* [Tasks to perform]:
- A) Copy the passage of the editorial on Washington's budget shortfall from "Gov. Chris Gregoire" to "62nd Legislative session.".
- B) According to the editorial on Washington's budget shortfall, how many days will the legislative session last?
- C) In the editorial on Washington's budget shortfall, why do the writers doubt that lawmakers truly understand the shortfall? Explain in one to three sentences.

* [Text passage]:
+ + + + + + +

We're afraid that Washington lawmakers are in for a rude awakening when they assemble under the Capitol dome at noon Monday for their 105-day legislative session.
Sure, they know that the state is facing a $4.6 billion budget shortfall for the two-year funding cycle that begins in July. They know it intellectually. But judging by the talk of legislative leaders last week, we don’t think lawmakers truly understand the magnitude of the shortfall and the difficulty of the budget choices that lie ahead. Simply put, they aren’t there yet, when it comes to truly understanding just how challenging it’s going to be to balance the 2011-13 budget.
Gov. Chris Gregoire said as much – only more politely – when she spoke before a meeting of newspaper reporters and editors in a legislative preview session hosted by the Associated Press. The governor talked about the steep learning curve ahead for the 147 lawmakers who will make up the 62nd Legislative session.
Gregoire set the budget stage last month when she unveiled her proposed spending plan – an all-cuts budget without tax increases. Voters made it perfectly clear in November that they don’t want to pay more for state services.
We suspect, however, that voters won’t much like what that leads to in the way of program eliminations, agency consolidations and cuts to public services that residents have come to rely upon.
Gregoire got teary-eyed when she unveiled her budget. Never, Gregoire said, did she believe that she would propose a budget with such drastic consequences for K-12 education, colleges and universities, and social service programs. The safety net that keeps those living on the margins of society from slipping into poverty and homelessness will be shredded in the 2011-13 budget.

+ + + + + + +

* [Stored data]:
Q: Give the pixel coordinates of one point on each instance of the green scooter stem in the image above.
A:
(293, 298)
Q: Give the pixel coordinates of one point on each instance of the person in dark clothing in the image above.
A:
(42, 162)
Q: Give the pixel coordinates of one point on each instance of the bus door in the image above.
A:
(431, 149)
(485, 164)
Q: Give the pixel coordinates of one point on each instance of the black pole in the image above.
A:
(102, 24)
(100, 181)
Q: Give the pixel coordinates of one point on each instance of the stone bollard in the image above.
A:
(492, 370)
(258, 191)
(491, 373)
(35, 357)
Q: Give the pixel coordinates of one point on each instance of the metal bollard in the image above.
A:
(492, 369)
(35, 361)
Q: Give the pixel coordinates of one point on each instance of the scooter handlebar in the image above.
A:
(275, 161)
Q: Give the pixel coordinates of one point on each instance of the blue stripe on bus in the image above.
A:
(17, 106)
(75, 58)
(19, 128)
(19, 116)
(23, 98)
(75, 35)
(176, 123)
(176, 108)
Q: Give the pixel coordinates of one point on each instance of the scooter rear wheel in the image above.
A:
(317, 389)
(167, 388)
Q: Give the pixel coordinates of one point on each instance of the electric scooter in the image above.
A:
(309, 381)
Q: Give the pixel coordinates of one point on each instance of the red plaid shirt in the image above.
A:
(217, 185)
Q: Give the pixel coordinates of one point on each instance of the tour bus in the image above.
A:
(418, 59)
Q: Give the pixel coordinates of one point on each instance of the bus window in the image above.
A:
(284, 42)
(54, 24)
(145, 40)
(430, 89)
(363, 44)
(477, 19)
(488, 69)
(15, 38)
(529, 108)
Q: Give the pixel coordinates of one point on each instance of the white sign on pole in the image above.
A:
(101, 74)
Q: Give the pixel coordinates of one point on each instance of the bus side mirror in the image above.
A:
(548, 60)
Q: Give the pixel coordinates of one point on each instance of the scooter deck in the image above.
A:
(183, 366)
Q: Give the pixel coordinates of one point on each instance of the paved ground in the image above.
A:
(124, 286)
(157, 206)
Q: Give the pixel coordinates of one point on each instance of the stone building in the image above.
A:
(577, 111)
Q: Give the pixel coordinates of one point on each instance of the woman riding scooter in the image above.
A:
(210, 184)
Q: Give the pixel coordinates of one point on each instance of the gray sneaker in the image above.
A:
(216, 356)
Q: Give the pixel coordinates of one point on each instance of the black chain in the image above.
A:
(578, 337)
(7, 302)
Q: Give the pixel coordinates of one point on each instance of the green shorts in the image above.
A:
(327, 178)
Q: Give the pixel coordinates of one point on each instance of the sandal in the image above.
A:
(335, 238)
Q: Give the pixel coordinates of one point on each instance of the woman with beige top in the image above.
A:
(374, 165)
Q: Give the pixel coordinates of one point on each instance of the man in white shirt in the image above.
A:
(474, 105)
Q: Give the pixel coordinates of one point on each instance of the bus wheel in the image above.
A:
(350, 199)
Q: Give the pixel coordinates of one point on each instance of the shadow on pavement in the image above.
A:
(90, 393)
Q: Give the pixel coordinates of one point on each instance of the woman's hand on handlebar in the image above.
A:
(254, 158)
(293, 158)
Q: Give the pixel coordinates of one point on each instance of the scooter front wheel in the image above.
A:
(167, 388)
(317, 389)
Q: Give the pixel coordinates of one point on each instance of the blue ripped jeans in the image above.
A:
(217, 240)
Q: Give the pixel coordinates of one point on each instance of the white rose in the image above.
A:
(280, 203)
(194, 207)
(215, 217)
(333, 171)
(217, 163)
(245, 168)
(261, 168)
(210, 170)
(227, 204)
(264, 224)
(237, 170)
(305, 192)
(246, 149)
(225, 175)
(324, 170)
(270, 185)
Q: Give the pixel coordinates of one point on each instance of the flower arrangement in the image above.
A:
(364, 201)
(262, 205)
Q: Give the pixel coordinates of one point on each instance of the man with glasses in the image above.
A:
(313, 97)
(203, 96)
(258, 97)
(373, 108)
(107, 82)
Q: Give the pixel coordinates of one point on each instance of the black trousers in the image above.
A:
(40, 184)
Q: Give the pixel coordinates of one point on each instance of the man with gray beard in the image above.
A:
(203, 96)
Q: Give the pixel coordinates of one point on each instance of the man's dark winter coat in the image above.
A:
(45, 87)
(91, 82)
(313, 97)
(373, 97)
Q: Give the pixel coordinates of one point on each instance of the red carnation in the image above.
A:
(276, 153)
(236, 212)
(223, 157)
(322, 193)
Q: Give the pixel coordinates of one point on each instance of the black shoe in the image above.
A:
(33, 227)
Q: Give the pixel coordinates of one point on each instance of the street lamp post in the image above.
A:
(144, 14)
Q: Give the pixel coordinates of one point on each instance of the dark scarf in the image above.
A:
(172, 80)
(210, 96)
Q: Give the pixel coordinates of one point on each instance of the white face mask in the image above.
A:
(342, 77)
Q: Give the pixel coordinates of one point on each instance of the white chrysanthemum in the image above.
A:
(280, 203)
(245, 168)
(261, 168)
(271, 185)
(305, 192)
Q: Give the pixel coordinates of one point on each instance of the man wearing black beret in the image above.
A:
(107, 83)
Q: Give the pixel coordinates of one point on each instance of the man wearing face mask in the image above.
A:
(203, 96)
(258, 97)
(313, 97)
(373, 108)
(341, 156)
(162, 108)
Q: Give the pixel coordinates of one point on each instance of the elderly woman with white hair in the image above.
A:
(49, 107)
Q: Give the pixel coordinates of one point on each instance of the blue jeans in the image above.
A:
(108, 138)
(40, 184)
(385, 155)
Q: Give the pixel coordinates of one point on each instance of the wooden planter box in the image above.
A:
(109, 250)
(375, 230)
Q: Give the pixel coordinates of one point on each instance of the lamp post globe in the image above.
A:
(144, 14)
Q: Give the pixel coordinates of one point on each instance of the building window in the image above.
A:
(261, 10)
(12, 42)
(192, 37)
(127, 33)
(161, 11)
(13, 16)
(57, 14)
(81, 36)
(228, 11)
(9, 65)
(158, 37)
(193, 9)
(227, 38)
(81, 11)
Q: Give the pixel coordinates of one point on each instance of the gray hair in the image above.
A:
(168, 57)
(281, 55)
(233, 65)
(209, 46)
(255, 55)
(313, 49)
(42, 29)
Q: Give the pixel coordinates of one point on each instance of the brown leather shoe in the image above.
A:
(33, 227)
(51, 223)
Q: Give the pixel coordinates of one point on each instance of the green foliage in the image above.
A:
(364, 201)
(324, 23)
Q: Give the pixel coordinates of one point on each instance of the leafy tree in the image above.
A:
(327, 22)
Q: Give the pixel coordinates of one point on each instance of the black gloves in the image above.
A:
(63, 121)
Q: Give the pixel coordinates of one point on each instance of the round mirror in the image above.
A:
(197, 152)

+ + + + + + +

* [Answers provided]:
- A)
Gov. Chris Gregoire said as much – only more politely – when she spoke before a meeting of newspaper reporters and editors in a legislative preview session hosted by the Associated Press. The governor talked about the steep learning curve ahead for the 147 lawmakers who will make up the 62nd Legislative session.

- B) The legislative session will last 105 days.

- C) The writers base their doubt on what legislative leaders said last week. That talk suggests lawmakers know about the $4.6 billion shortfall only intellectually. They do not yet grasp its magnitude or how hard the budget choices ahead will be.